• The problem:
Give back word for word every line from the one that includes "Each matching instance of the door" through the last line of the listing, and nothing besides.

• Exercise data:

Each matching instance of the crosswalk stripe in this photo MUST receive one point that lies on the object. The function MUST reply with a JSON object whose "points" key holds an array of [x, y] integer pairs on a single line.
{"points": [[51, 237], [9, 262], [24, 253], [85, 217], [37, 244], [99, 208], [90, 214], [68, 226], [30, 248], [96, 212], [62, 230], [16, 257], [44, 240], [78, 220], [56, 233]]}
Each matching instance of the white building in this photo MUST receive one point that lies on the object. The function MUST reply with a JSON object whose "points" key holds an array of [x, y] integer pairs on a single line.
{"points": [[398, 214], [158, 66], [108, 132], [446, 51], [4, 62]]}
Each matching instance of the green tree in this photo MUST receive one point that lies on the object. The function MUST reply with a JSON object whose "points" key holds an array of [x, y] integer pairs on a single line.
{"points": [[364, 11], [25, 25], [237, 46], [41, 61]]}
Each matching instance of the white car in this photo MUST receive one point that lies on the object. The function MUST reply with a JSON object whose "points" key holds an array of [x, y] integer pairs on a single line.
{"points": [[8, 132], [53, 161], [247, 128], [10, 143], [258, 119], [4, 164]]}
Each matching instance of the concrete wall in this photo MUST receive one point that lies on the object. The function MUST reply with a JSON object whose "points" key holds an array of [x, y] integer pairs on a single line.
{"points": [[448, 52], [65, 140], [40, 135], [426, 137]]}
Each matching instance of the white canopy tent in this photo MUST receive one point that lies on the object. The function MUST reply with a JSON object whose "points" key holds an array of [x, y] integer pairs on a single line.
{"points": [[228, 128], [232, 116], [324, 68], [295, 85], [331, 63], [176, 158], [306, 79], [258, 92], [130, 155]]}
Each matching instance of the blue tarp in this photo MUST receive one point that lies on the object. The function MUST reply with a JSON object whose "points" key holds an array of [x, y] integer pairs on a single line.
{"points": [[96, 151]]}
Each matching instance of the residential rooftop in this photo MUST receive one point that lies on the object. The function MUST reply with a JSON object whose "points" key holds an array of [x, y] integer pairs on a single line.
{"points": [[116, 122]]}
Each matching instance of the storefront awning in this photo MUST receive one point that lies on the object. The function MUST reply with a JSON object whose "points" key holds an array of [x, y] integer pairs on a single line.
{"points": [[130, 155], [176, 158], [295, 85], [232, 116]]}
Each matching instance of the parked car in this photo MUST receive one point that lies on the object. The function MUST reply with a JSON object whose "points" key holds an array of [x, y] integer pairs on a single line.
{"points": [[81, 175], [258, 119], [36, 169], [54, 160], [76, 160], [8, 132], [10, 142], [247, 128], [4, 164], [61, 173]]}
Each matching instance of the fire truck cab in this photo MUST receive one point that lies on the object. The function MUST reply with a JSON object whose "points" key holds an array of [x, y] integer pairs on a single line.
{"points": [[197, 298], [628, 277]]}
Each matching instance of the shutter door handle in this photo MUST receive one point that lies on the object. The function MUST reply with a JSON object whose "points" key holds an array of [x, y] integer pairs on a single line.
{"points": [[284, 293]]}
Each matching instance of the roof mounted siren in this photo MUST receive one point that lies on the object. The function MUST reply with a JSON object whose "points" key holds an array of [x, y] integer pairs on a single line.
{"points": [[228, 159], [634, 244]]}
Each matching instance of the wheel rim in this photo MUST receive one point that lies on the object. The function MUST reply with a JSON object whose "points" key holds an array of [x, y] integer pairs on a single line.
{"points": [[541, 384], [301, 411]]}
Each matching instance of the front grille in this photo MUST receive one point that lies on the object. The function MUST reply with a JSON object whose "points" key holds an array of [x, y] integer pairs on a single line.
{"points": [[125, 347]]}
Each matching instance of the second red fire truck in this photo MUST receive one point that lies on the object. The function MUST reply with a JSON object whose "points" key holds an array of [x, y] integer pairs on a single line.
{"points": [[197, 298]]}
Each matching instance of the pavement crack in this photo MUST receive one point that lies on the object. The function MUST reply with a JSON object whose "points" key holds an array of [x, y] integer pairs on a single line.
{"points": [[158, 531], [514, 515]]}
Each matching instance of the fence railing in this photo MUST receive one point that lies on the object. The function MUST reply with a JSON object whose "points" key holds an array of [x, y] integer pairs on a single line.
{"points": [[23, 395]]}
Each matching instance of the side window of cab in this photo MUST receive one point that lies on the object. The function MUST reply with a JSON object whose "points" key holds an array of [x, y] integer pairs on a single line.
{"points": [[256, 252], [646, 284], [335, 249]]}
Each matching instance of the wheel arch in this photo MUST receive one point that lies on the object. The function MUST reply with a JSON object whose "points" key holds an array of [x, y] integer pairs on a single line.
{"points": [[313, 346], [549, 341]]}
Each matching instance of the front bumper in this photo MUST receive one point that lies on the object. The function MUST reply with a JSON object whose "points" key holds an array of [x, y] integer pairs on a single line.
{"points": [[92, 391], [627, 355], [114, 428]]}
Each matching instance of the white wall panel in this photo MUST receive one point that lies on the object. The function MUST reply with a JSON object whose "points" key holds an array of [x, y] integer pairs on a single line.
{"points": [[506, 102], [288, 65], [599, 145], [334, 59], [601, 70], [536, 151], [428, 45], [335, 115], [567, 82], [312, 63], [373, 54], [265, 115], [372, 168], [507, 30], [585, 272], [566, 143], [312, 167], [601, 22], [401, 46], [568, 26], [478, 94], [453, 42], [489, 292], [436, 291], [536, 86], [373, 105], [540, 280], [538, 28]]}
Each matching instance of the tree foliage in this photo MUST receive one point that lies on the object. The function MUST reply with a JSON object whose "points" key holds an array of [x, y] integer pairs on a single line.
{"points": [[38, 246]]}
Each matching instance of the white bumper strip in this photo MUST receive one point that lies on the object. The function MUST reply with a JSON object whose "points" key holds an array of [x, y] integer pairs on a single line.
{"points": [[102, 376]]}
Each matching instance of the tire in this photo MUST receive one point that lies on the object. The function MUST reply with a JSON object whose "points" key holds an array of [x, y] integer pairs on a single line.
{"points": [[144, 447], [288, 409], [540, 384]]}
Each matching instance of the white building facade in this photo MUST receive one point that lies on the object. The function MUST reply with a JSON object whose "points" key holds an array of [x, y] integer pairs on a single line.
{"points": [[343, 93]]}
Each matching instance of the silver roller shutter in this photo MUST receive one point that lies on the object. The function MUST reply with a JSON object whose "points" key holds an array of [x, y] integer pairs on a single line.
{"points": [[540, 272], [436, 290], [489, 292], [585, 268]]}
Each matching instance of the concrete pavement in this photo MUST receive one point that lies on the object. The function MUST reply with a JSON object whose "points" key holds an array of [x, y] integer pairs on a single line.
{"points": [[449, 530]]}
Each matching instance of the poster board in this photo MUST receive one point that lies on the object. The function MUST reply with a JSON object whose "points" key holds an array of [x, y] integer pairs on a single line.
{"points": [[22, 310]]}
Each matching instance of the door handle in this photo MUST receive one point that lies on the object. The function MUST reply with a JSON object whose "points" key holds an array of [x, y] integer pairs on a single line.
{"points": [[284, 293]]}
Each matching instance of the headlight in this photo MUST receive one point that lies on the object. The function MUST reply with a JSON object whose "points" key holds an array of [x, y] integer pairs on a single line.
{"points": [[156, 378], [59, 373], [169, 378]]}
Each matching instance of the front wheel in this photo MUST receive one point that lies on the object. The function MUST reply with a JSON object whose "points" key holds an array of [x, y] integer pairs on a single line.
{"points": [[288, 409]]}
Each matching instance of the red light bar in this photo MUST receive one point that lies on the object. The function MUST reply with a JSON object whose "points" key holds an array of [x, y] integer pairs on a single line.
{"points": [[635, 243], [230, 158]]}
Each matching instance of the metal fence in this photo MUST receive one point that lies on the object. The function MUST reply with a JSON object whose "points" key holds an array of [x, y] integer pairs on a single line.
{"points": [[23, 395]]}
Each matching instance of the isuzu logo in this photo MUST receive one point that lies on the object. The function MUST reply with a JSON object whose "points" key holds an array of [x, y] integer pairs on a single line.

• Solved exercise:
Each matching instance of the door handle in this photo MUST receive one point that lies on the object. The function MUST reply with a JSON object whose "points" key holds an array of [x, y] integer pairs on a single line.
{"points": [[284, 293]]}
Each matching instance of the headlight in this photo MUST receive one point that lies on the object. The function MUST reply with a JSON object whose "points" key holds an array of [x, y] integer pairs on a single line.
{"points": [[156, 378], [59, 373], [169, 378]]}
Each matching instance of the front wheel in this photo MUST receive one point that lies on the object. The function MUST reply with a JSON object whose "points" key holds an array of [x, y] integer pairs on a single line.
{"points": [[288, 409]]}
Each matching instance of the red light bar in this photo MUST receive one point that lies on the object. The function MUST reply with a JSON object whose "points" key holds an array of [x, y] integer pairs on a single line.
{"points": [[635, 243], [230, 158]]}
Each matching instance of the metal fence in this photo MUST receive one point that lies on the object. The function MUST reply with a JSON object whose "points" key holds an array of [x, y] integer pairs on a single line.
{"points": [[23, 395]]}
Each matching instance of the isuzu logo in this photo MUST receive one point that lies on the object. The function MUST reply with a JSON object whose "points" key holds an array of [x, y] integer pairs on a single line.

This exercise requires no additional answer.